TRECHO DO TEXTO
════════════════

Ele me olhou surpreso, sem dizer uma palavra. Naquela época eu tinha quase cinco anos de idade."
(Tradução: Attílio Cancian)
🎨 Fechando ciclicamente, volto aos retratos, fixando o vídeo em que Berger pinta um retrato de Tilda Swinton, o qual só vi recentemente — é trecho do documentário The Seasons in Quincy: Four Portraits of John Berger, o qual ainda não consegui assistir. Além da técnica mais fluida, adorei o anteparo de madeira (novidade pra mim) que Berger usa para fixar o papel — deve funcionar melhor que a fita crepe. E tão, tão bonita a mirada de Swinton para Berger... — Não tem jeito, o olhar de um retratado para o pintor que o retrata é sempre uma imagem muito potente. Trata-se de um momento que mistura tantas coisas: vulnerabilidade, generosidade, curiosidade, intimidade, comunhão, erotismo, amor... Sempre me pega, razão porque precisei fixar aquele sequência do filme do Carax.

════════════════

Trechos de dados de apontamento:
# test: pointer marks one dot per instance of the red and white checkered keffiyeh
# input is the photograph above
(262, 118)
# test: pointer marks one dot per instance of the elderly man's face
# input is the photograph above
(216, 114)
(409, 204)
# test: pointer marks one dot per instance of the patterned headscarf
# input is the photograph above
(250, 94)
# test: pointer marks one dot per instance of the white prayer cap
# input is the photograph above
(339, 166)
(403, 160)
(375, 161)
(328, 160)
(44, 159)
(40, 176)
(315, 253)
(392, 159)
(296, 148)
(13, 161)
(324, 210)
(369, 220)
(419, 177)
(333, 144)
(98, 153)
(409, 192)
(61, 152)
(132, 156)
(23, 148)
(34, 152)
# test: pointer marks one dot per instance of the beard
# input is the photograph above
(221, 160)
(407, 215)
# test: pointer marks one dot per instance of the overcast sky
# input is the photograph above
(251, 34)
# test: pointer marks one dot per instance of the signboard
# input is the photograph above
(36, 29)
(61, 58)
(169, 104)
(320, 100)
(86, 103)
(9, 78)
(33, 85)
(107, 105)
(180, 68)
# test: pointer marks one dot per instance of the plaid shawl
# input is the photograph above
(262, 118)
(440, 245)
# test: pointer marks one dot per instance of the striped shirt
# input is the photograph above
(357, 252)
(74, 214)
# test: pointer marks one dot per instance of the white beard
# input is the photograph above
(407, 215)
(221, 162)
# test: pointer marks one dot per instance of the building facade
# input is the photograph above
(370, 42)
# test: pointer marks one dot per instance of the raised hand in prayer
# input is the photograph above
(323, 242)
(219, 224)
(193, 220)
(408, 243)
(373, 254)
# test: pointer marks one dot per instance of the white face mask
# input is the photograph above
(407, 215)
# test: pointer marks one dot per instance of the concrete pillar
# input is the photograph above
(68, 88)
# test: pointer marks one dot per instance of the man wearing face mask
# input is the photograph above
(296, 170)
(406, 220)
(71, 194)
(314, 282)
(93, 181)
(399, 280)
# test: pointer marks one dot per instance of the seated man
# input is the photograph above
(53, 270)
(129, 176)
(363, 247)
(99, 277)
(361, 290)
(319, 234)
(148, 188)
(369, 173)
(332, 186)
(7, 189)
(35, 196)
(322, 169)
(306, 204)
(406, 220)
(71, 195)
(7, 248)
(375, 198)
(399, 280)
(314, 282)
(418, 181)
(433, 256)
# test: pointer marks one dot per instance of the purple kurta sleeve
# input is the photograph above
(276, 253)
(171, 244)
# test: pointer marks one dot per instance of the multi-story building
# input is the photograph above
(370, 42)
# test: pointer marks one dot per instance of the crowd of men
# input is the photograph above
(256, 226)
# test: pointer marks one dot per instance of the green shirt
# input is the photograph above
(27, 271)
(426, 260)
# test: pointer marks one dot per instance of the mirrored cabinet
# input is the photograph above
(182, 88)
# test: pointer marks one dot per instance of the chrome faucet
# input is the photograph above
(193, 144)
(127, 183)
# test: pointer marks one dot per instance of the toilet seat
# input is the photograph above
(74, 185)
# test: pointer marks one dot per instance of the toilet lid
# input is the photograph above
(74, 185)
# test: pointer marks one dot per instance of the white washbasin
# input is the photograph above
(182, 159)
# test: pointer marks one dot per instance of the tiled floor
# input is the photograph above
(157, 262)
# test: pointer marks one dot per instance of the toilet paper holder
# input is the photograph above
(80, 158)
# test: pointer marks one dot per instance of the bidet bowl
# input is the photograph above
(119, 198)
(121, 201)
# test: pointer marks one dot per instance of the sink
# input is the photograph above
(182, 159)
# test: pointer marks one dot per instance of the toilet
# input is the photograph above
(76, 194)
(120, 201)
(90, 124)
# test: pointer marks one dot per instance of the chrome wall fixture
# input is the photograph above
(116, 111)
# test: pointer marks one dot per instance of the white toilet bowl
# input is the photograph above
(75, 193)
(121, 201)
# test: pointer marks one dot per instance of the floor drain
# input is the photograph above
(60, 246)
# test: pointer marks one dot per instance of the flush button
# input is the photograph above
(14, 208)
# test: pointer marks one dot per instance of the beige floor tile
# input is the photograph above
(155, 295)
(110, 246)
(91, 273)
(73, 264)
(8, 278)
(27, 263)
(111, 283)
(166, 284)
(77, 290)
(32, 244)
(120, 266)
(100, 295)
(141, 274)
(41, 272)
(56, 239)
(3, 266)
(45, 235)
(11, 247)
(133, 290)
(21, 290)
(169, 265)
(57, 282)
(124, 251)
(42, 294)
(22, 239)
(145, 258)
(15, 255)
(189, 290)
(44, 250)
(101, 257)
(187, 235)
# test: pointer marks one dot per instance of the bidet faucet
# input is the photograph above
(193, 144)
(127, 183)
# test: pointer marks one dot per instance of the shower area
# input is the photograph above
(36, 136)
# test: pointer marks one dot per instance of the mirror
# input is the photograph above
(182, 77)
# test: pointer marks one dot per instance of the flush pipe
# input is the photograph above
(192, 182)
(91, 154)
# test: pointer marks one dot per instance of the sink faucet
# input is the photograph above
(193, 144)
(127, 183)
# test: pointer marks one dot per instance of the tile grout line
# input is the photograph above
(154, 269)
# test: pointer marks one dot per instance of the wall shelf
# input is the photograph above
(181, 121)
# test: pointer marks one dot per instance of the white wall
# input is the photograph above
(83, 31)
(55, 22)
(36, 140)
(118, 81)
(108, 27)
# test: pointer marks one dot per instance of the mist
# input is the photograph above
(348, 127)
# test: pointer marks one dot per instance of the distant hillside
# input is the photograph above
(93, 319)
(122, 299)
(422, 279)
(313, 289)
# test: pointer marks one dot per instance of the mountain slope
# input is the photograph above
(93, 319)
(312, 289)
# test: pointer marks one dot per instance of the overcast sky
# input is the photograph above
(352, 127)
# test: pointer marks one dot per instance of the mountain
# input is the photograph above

════════════════

O QUE FAZER
1. Reproduza a parte do texto sobre John Berger que começa em "(Tradução: Attílio Cancian)" e termina em "filme do Carax.".
2. Prossiga com o texto sobre John Berger a partir do ponto em que ele termina.
Os dados não são usados para nada aqui.

RESPOSTAS POR TAREFA
1.
(Tradução: Attílio Cancian)
🎨 Fechando ciclicamente, volto aos retratos, fixando o vídeo em que Berger pinta um retrato de Tilda Swinton, o qual só vi recentemente — é trecho do documentário The Seasons in Quincy: Four Portraits of John Berger, o qual ainda não consegui assistir. Além da técnica mais fluida, adorei o anteparo de madeira (novidade pra mim) que Berger usa para fixar o papel — deve funcionar melhor que a fita crepe. E tão, tão bonita a mirada de Swinton para Berger... — Não tem jeito, o olhar de um retratado para o pintor que o retrata é sempre uma imagem muito potente. Trata-se de um momento que mistura tantas coisas: vulnerabilidade, generosidade, curiosidade, intimidade, comunhão, erotismo, amor... Sempre me pega, razão porque precisei fixar aquele sequência do filme do Carax.

2.
Ah, e a participação especial do livro de Victor Serge? Se está no catálogo da NYRB e foi lido por Berger, eu boto fé; mandei pra fila (Título: Unforgiving Years).
"We, who draw, do so not only to make something observed visible to others, but also to accompany something invisible to its incalculable destination."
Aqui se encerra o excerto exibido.